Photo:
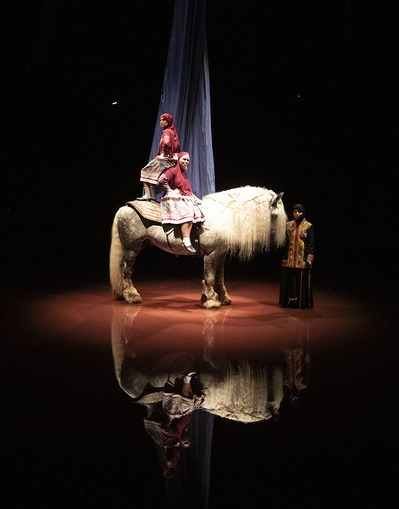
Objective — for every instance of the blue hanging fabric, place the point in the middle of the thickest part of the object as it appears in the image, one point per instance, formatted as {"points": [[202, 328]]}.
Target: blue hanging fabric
{"points": [[186, 93]]}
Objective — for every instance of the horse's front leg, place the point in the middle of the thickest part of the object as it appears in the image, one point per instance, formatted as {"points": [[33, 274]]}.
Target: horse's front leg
{"points": [[130, 294], [210, 298], [219, 281]]}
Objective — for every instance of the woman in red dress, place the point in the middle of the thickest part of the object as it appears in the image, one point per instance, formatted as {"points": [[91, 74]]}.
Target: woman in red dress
{"points": [[166, 157], [179, 205]]}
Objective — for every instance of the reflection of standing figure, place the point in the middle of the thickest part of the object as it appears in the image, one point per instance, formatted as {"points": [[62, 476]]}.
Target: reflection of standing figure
{"points": [[296, 282], [169, 146], [297, 376]]}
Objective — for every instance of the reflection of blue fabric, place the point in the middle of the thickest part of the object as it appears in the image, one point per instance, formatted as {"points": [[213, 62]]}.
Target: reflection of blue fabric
{"points": [[186, 93]]}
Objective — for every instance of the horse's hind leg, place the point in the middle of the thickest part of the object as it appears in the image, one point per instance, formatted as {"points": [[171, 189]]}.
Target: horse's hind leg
{"points": [[210, 298], [130, 294], [219, 281]]}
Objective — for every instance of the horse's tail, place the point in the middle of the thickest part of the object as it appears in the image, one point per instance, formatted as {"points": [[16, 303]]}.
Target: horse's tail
{"points": [[115, 259]]}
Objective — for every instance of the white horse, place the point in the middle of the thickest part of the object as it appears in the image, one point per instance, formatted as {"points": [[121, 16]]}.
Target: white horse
{"points": [[241, 221]]}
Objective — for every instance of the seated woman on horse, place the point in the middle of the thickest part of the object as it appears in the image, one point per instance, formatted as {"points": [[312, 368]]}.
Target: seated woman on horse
{"points": [[179, 205], [166, 157]]}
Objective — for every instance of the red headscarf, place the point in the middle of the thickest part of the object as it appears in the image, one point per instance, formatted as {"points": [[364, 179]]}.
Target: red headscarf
{"points": [[181, 154], [175, 145]]}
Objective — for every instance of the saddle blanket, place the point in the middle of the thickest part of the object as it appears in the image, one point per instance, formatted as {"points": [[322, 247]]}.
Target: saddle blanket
{"points": [[149, 209]]}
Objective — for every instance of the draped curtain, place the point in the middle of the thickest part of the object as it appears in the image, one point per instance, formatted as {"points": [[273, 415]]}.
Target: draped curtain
{"points": [[186, 93]]}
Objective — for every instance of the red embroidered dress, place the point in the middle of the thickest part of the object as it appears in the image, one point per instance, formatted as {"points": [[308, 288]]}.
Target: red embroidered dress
{"points": [[169, 146], [183, 207]]}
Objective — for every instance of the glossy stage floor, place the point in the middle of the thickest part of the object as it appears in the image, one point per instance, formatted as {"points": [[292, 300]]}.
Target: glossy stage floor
{"points": [[74, 362]]}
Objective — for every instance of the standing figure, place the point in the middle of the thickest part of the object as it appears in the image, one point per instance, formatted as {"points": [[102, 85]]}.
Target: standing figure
{"points": [[179, 205], [166, 157], [296, 282]]}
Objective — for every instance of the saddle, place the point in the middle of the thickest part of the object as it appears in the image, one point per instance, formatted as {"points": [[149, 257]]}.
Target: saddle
{"points": [[149, 209]]}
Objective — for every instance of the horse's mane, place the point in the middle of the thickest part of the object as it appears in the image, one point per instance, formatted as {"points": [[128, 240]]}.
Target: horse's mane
{"points": [[242, 217]]}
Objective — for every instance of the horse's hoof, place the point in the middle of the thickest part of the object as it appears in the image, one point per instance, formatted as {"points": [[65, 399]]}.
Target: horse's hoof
{"points": [[226, 302], [133, 299], [211, 304]]}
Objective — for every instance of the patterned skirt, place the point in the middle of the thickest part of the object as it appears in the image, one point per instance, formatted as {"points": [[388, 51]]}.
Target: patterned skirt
{"points": [[154, 169], [178, 209]]}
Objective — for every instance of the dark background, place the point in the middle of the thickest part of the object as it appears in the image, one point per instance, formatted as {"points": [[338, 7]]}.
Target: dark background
{"points": [[302, 98], [302, 102]]}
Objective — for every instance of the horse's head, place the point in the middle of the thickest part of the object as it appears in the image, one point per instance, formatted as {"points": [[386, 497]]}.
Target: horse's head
{"points": [[278, 220]]}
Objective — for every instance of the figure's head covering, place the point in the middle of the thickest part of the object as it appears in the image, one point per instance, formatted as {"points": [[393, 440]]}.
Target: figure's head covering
{"points": [[173, 133], [180, 155], [169, 120], [299, 207]]}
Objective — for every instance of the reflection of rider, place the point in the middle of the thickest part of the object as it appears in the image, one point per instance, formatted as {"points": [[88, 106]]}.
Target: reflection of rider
{"points": [[166, 158], [167, 422], [179, 205]]}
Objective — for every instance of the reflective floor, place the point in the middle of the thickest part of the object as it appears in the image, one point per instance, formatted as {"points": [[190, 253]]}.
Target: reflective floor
{"points": [[315, 390]]}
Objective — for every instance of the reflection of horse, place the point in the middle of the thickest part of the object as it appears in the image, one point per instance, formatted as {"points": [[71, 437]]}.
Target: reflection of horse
{"points": [[243, 221]]}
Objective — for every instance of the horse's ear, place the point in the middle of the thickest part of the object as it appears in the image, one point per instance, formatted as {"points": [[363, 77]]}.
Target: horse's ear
{"points": [[273, 203]]}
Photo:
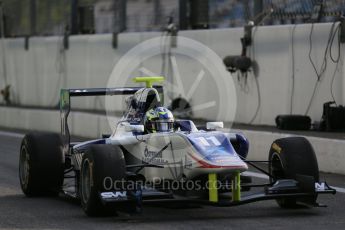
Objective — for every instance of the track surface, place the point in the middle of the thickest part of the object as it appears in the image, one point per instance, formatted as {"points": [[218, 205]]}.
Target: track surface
{"points": [[18, 211]]}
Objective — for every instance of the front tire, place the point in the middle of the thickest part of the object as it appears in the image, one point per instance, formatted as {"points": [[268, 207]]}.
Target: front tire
{"points": [[99, 162], [41, 168], [290, 157]]}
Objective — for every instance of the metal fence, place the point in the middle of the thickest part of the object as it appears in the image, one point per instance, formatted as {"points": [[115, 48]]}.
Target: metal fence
{"points": [[53, 17]]}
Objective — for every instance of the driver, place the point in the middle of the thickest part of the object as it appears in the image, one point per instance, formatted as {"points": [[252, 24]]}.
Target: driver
{"points": [[159, 119]]}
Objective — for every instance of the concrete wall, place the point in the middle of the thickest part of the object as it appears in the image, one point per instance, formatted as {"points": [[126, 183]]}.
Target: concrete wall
{"points": [[37, 75], [329, 152]]}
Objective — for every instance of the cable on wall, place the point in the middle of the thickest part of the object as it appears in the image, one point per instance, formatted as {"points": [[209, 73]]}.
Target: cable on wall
{"points": [[319, 74], [293, 67]]}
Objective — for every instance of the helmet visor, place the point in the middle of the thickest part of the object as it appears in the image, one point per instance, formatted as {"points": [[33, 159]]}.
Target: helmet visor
{"points": [[164, 126]]}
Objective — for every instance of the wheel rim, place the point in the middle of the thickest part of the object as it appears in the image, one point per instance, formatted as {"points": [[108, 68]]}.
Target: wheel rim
{"points": [[86, 181], [24, 167]]}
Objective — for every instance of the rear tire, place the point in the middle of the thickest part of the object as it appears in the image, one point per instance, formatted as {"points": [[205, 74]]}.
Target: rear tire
{"points": [[41, 167], [290, 157], [99, 162]]}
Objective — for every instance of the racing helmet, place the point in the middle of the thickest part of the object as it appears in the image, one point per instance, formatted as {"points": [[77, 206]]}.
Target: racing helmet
{"points": [[159, 119]]}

STATED TASK: Output the line containing "Objective — for every instance of the metal" and all lines after it to the end of the records, exactly as given.

EXERCISE RESPONSE:
Objective — for every instance of the metal fence, place the point in the middle of the thickest part of the object as it appears in the image, one point per instance, formatted as {"points": [[115, 48]]}.
Target: metal fence
{"points": [[53, 17]]}
Objective — for every instance of the driver, place the point in the middle of the thickest part of the object as it appears in the image, one point per instance, formatted as {"points": [[252, 24]]}.
Target: driver
{"points": [[159, 119]]}
Objective — for every instance of the concrete wall, place the point in the middle of the thickest part of the object as it appears in the image, one point per instance, formatted as {"points": [[126, 183]]}.
Target: concrete wall
{"points": [[37, 75], [329, 152]]}
Objective — for every instance of the cable on wall, place the point in the middle of the thickest part of the object as it appears in the image, one point per instance, formatted as {"points": [[209, 73]]}.
Target: cable on wall
{"points": [[319, 74], [293, 67]]}
Objective — for every instance of the helmet visor, place the point in the middle of the thickest part of the object as it appears in the image, one point per instance, formatted as {"points": [[33, 159]]}.
Target: helmet visor
{"points": [[164, 126]]}
Objective — for every instance of the wheel rim, place the point in the middle of the thickest part of the object as it appears in the image, one point per instance, formatted as {"points": [[108, 68]]}.
Target: wheel rim
{"points": [[86, 181], [24, 167]]}
Objective — for every instance of the rear tire, place the point in the middle of the thickest part of the object as it appears in the image, one point per instance, formatted as {"points": [[205, 74]]}.
Target: rear tire
{"points": [[41, 167], [290, 157], [99, 162]]}
Objective — for every instance of the racing helmet, place the point in the middle of the thickest part of the object as it appears in the image, one point per instance, formatted as {"points": [[77, 206]]}.
Target: racing helmet
{"points": [[159, 119]]}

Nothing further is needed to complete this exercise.